Data listing →
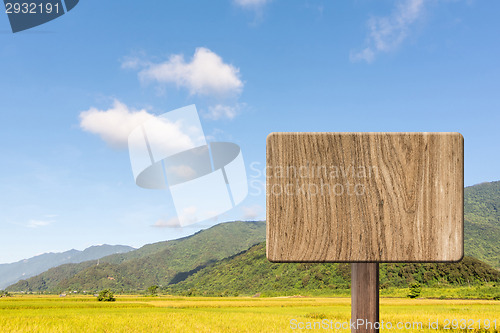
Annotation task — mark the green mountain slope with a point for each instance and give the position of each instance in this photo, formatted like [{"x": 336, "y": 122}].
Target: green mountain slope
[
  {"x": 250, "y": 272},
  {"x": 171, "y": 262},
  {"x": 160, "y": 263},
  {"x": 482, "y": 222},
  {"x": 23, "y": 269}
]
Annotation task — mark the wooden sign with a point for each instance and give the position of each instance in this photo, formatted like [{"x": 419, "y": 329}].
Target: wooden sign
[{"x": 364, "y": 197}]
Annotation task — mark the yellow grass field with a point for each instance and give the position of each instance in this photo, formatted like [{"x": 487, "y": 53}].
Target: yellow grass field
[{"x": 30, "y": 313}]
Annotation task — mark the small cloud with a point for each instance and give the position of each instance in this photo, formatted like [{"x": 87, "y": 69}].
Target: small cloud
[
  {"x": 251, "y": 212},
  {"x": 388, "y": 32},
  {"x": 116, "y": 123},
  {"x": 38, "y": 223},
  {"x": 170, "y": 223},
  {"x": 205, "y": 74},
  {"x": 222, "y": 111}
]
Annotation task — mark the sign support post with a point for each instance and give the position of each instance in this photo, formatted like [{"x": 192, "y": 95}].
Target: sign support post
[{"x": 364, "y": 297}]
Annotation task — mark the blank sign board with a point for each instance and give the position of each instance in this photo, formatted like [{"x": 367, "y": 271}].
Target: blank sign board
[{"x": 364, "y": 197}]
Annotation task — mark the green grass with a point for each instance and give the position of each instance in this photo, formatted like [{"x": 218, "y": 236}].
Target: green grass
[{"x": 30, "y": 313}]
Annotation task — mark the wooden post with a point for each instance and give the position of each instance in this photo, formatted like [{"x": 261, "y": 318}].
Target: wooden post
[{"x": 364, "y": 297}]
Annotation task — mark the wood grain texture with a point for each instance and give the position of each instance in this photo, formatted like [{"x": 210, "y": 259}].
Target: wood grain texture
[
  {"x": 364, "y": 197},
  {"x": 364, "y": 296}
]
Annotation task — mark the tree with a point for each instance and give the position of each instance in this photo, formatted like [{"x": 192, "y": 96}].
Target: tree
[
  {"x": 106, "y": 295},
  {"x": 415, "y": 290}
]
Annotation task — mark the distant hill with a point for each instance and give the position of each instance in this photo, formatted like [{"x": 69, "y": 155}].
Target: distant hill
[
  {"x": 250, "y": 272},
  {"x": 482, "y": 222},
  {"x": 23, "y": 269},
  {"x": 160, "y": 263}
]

==

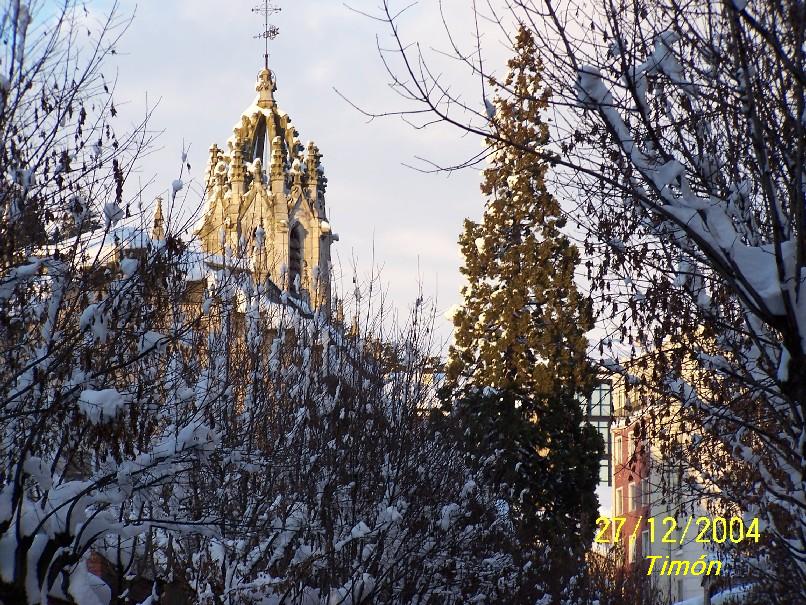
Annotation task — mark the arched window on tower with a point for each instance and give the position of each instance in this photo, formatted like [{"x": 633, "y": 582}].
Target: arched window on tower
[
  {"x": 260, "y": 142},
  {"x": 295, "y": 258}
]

...

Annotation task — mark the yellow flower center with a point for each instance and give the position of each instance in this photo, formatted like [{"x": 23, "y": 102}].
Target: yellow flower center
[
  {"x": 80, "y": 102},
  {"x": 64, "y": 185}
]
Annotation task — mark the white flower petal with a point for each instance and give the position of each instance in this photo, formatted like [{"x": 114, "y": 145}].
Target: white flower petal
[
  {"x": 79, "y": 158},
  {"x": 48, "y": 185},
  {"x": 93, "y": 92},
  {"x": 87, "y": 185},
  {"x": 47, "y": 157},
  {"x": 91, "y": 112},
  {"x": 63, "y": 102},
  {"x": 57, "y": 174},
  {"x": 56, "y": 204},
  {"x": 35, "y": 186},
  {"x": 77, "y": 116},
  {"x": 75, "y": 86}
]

Brief → Count how many lines in the listing above contain the string "hill". Reply with the number only.

Result for this task → 2